= Extracted text =

--*--

The continuing transition to care at scale and digitalisation has raised questions regarding its impact on general practice and traditional, local ways of working. Healthcare leaders have spoken of a need to remain cognisant of continuity of care, doctor-patient relationships and personalised approaches.

At Livi, we agree and believe that even as boundaries continue to shift with ICSs becoming more cohesive, the traditional role of general practice serving local communities will need to endure and thrive.

Digital technology can be an enabler, not only supporting practices with clinical provision that knows no borders, but also local ways of working.

Supporting continuity of care and local services

General practice is the bedrock of the NHS and the foundation for larger care systems that are emerging. However, any scaling or boundary-spanning opportunities created by digital services need to ensure they provide a seamless patient experience with local providers interacting every day with patients.

That starts by prioritising continuity of care. We believe where an individual sees a physician from a digital service through their local GP practice, they should see that same physician in a subsequent appointment if they wish to, where possible. This step, while small, can help nurture familiarity and the relationship with the patient.

For practice teams themselves, digital solutions must provide a similar sense of familiarity through connectivity with current technology and pathways. Seamless integration with existing practice clinical systems and the right digital infrastructure to complement local formularies will be vital.

When ‘done well’, digital will enhance rather than complicate existing processes. A practice platform with capabilities for built-in video consultation and batch messaging across channels will help teams better engage with patients across all touchpoints in a given journey.

And as GP surgeries work through existing backlogs and grapple with rising demand, such solutions will help remove administrative burden, freeing up capacity with practice teams and clinicians.

Borderless provision for regions that need it

Indeed, the borderless nature of digital has the potential to supply a locality with immediate capacity. The ability to easily deploy clinical resource to under-served GP practices is much needed at a critical time for the NHS.

--*--

= Listed records =
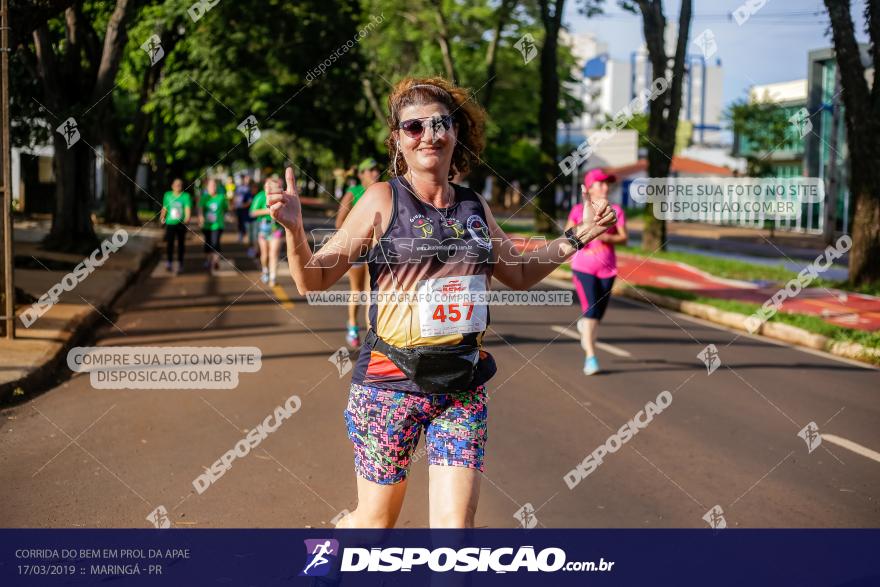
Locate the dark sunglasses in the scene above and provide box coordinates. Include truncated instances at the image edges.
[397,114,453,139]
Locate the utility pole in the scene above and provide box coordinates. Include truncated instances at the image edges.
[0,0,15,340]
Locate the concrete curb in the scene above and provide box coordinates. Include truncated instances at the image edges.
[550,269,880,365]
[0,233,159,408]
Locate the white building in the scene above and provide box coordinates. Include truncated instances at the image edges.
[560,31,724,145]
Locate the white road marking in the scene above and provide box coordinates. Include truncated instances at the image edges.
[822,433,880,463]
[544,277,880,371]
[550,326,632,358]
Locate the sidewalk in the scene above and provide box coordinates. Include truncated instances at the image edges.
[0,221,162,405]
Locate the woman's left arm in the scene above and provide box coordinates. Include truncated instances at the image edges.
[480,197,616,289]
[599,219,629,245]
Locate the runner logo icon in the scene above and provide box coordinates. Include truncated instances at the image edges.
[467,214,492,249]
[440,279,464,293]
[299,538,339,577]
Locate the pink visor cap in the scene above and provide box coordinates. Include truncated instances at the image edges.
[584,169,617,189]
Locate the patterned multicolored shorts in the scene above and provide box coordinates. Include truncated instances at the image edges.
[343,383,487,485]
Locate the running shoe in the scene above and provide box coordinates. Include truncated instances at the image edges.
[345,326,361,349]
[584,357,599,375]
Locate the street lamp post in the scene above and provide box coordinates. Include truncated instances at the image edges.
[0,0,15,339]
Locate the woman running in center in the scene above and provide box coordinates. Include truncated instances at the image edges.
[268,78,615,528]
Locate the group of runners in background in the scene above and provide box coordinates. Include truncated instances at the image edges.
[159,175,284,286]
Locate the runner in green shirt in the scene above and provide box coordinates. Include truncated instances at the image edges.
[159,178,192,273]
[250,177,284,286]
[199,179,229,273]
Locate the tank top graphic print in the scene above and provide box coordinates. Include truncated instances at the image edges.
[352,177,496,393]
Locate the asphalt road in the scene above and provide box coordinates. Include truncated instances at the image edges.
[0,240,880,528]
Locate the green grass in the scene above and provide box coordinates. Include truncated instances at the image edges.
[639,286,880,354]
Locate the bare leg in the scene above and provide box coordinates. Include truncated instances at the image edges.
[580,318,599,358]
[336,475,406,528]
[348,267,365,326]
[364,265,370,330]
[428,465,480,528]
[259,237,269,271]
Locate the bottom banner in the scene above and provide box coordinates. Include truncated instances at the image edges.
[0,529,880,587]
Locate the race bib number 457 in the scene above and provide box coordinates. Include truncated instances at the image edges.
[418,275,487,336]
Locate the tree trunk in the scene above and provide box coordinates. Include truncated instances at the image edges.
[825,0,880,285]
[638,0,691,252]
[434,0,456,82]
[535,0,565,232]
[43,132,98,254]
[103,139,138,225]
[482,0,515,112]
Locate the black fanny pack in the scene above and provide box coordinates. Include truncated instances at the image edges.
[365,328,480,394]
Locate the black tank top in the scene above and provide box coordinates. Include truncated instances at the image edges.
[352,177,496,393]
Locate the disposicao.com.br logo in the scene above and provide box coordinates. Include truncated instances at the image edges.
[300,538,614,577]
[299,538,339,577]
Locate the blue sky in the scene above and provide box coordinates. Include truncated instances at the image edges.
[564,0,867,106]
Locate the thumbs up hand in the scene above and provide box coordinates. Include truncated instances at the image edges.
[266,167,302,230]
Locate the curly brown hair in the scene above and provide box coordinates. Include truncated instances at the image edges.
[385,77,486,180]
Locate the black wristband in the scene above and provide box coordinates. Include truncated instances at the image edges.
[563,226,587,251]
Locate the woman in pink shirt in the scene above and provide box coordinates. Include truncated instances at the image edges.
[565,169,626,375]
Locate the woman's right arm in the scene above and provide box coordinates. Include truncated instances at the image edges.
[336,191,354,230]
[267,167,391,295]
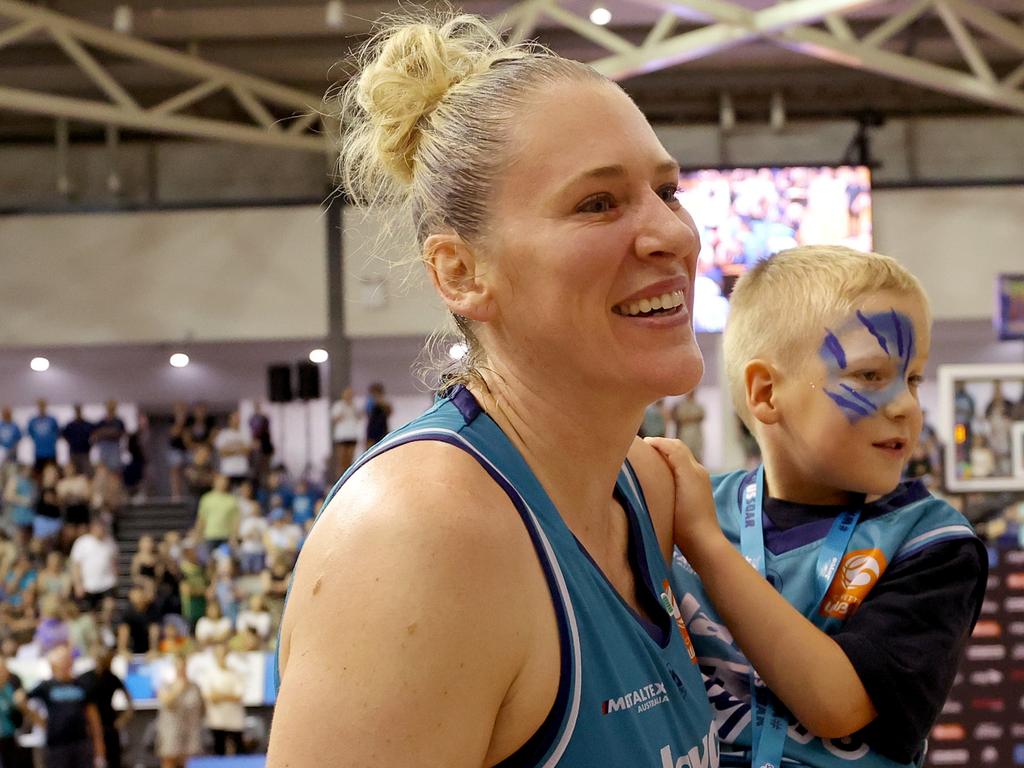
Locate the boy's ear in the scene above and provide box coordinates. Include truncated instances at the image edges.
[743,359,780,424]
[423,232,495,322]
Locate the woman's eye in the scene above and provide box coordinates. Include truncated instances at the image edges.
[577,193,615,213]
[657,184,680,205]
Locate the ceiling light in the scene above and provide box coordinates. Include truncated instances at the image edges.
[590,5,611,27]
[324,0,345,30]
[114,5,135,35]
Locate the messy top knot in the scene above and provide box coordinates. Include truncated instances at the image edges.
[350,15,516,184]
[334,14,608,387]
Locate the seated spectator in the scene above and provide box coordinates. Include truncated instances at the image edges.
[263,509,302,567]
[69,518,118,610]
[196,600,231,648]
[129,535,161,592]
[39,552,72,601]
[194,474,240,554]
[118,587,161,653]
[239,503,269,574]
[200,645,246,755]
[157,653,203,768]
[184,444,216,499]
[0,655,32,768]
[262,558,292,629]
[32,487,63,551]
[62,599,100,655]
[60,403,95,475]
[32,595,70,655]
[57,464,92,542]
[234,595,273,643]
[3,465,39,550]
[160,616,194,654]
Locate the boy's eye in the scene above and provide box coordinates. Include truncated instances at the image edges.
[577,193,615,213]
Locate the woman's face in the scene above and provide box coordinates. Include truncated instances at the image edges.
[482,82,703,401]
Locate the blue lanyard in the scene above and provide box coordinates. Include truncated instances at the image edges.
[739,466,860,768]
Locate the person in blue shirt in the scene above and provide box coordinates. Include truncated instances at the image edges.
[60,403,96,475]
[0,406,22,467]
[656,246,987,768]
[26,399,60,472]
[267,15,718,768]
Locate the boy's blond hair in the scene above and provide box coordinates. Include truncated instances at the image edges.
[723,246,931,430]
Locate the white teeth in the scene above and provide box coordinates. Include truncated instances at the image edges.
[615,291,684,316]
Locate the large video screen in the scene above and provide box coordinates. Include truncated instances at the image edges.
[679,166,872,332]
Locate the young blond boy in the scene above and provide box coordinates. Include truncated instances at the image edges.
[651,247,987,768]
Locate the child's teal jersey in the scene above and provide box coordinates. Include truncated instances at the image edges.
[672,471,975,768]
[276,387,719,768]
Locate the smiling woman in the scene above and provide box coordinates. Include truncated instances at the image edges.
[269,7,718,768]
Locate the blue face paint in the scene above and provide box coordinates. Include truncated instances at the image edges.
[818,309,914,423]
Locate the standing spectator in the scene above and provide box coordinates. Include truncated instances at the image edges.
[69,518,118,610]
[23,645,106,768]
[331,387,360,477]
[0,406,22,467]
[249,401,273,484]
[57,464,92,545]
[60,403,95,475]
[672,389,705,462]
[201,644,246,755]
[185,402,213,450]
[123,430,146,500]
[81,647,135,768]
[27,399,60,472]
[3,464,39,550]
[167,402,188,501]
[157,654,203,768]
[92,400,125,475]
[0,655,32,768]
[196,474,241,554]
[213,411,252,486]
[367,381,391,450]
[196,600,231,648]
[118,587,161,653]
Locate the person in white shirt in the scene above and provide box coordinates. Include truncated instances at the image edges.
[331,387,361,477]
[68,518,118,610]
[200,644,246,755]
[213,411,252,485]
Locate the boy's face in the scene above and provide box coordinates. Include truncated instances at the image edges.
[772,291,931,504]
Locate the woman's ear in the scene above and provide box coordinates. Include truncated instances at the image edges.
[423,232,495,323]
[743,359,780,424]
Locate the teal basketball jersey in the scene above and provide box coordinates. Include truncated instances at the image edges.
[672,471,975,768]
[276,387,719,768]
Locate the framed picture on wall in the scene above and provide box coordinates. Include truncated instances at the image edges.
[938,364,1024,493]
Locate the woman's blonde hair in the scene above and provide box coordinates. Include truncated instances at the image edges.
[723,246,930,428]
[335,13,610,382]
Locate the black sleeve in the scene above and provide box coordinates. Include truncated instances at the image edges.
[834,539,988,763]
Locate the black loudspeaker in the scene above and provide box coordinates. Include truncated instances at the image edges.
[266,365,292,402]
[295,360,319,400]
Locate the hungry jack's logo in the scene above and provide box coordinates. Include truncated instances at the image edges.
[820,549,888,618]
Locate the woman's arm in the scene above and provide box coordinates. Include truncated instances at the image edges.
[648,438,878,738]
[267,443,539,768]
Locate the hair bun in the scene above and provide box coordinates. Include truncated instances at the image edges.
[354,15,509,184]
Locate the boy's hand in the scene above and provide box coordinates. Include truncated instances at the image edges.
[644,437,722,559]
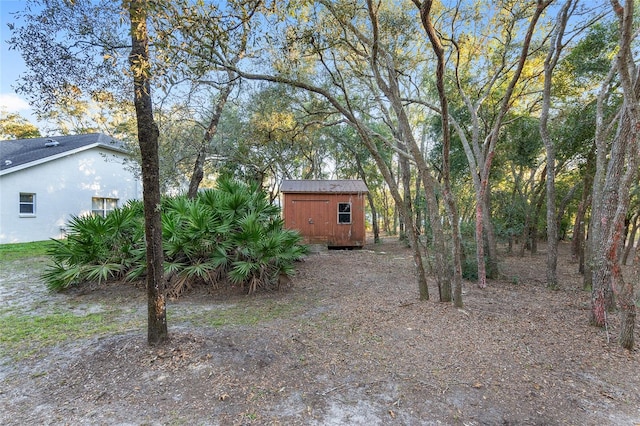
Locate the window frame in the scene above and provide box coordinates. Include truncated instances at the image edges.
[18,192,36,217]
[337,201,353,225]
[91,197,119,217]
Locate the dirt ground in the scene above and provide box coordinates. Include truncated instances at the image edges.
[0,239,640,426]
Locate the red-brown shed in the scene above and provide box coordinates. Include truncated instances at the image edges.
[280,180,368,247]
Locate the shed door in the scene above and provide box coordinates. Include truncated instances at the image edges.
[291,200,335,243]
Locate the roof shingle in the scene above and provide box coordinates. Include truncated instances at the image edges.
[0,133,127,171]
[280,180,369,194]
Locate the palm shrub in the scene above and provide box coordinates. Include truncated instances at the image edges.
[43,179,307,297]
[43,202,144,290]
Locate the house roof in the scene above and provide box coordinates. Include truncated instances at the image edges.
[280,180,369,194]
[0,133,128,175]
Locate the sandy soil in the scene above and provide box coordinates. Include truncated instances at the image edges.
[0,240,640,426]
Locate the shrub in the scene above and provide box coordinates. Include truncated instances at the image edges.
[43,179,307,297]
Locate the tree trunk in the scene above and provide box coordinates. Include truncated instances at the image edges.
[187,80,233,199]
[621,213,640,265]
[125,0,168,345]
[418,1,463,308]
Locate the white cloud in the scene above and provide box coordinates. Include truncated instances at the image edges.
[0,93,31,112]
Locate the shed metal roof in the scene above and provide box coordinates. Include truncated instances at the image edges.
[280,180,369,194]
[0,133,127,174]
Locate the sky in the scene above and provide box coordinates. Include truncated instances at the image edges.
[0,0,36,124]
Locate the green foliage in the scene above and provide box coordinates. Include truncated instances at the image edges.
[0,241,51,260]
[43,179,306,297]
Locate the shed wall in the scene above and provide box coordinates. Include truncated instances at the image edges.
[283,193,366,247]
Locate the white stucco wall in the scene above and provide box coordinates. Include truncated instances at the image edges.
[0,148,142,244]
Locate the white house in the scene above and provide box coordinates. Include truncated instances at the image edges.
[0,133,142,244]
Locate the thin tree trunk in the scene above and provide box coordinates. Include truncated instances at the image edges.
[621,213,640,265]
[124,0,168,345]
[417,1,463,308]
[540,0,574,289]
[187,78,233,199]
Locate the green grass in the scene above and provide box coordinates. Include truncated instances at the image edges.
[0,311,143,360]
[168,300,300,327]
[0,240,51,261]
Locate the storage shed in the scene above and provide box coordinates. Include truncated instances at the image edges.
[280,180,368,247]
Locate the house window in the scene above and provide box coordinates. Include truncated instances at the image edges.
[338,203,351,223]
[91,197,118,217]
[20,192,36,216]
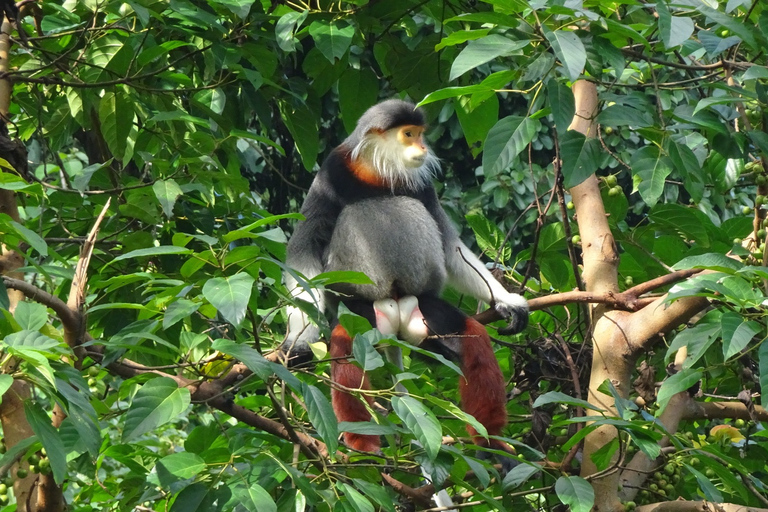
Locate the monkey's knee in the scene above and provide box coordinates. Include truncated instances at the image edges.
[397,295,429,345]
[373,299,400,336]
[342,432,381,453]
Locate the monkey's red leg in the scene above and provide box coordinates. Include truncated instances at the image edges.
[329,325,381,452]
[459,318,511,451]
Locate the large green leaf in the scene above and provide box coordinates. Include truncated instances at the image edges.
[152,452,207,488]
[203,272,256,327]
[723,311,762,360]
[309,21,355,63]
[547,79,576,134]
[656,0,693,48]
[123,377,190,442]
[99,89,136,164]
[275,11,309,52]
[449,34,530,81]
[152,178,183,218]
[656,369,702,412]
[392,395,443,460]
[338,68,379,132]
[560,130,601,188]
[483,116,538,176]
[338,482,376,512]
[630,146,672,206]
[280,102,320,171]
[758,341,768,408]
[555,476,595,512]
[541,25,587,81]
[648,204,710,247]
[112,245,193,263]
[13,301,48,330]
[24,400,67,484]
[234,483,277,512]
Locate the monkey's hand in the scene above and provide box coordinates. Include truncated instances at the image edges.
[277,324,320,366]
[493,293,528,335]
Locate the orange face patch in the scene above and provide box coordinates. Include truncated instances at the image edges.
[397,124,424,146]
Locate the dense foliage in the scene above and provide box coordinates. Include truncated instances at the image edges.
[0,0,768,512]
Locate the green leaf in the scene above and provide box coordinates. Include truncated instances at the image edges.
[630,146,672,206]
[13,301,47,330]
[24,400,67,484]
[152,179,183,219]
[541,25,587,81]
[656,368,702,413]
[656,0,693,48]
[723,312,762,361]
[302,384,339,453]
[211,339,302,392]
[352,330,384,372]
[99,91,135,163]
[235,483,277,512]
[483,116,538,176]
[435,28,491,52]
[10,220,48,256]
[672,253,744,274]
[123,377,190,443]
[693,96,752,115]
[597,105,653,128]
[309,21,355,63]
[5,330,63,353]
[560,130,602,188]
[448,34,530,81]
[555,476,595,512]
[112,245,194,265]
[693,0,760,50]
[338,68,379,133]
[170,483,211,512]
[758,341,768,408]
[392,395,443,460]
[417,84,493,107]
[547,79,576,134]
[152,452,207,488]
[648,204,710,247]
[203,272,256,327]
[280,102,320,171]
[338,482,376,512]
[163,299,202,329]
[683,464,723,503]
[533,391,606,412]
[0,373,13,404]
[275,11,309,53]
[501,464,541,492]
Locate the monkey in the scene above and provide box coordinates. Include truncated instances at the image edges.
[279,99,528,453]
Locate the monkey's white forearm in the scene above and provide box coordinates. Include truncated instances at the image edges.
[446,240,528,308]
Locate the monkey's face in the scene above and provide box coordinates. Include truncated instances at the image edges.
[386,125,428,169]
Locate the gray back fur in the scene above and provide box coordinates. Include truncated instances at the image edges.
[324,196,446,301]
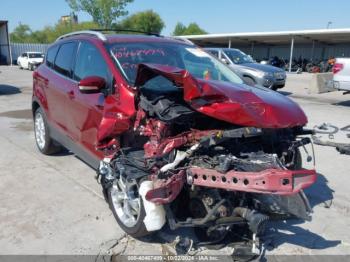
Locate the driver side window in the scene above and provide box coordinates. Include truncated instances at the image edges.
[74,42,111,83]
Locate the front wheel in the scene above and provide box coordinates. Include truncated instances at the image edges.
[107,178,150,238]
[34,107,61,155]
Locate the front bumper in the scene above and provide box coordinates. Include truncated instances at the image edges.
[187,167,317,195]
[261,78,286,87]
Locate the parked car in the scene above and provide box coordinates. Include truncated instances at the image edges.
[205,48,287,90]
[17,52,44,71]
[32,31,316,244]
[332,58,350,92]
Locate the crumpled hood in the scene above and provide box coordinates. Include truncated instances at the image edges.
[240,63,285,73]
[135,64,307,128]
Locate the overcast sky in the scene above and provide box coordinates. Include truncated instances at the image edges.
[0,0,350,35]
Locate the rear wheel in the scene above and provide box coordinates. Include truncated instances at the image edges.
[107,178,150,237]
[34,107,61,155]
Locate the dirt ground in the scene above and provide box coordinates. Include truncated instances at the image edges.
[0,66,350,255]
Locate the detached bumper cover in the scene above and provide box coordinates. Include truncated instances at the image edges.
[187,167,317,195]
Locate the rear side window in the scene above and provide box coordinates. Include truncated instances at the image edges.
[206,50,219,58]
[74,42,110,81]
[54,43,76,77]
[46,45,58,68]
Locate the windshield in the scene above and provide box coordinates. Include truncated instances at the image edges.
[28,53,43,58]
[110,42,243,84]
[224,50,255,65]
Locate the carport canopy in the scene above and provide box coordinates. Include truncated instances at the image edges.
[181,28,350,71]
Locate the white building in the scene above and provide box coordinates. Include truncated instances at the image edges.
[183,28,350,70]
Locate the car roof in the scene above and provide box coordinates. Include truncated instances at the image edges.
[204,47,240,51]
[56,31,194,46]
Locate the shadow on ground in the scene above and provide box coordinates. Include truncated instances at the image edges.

--*--

= Activity list =
**A.** Answer these from the article on digital technology in general practice:
(i) What does Livi believe a patient who sees a physician from a digital service should be able to do at a subsequent appointment?
(ii) Which two capabilities of a practice platform does the article name?
(iii) What does the article call general practice?
**B.** Please continue the article on digital technology in general practice from its last sentence.

= Responses =
**A.**
(i) See that same physician again if they wish to, where possible.
(ii) Built-in video consultation and batch messaging across channels.
(iii) The bedrock of the NHS and the foundation for larger care systems that are emerging.

**B.**
With the recent announcement of the British Medical Association’s (BMA) new campaign to “Rebuild General Practice” came the insight that eight in 10 GPs feel they do not have enough time in consultations with patients. In England alone, GPs are reportedly seeing 45 patients a day, 20 over the BMA’s recommended limit.

Digital solutions can help here. Services may be scaled to meet local demand at peak times, providing ‘floating resource’ to ease the strain. Where demand is anticipated to spike, digital consultations can create a welcome release valve in high pressure regions where physicians are already stretched.

The end result facilitates face-to-face appointments for patients who need them, supported by digital consultations where appropriate. This can also create space for patients who may experience difficulties reaching their practice via phone. While digital front doors include readily available self-management tools that can further reduce volumes.

With this additional provision, practices have the potential to no longer be limited by access to bricks and mortar or ‘shop hours’. The offering of extended or improved access, once a commissioning challenge and wildly varied in application and by postcode, becomes a simpler task.

This has far-reaching positive impacts for the wider health system such as reduction in A&E visits that increased primary care access creates.

Limitless potential

When boundaries, borders and barriers are removed, digital is practically limitless in its potential to support local services. These solutions offer an opportunity for greater collaboration and communication within practices, across the health system and with patients.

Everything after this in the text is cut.